• WORK ITEM
Lines of the data that contain the word "thickest" are the ones to copy.

Data entries
════════════════════
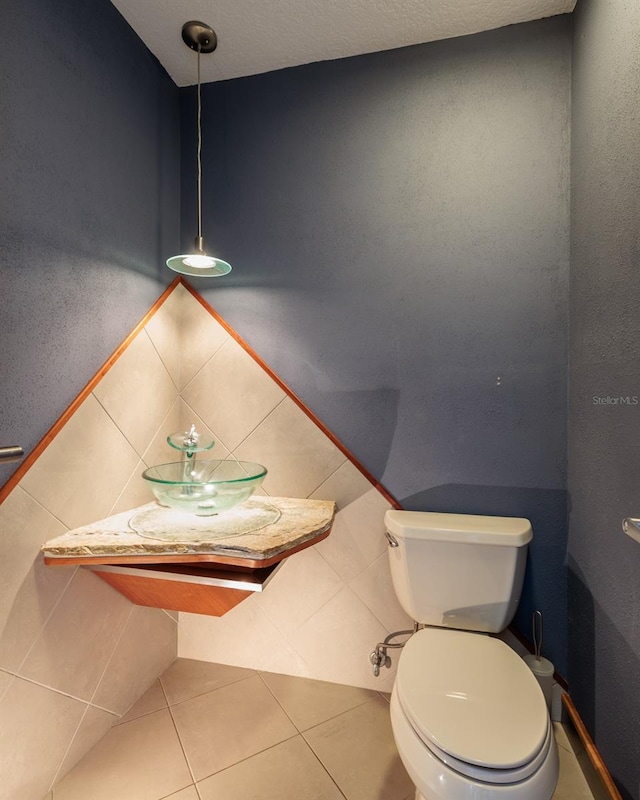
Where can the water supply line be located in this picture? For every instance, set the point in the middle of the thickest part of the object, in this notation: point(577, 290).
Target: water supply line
point(380, 658)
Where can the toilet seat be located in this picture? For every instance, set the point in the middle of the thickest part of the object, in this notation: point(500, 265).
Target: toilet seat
point(474, 703)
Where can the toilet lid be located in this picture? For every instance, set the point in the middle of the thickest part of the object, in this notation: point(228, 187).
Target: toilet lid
point(472, 697)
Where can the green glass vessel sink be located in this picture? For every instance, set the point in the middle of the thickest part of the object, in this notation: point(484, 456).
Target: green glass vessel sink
point(204, 487)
════════════════════
• RESPONSE
Where can the water supply line be located in this picture? For every instance, set the point in the middle of the thickest part of the object, in this notation: point(577, 290).
Where can the toilet seat be located in this picture? For every instance, set the point in the middle of the thickest part of the object, in this notation: point(500, 265).
Where can the toilet lid be located in this picture? For every instance, set the point in the middle of the thickest part of the object, in this notation: point(228, 187).
Where can the green glass vessel sink be located in this picture? For every instance, set the point in the middle of the thickest part of the object, in this notation: point(484, 456).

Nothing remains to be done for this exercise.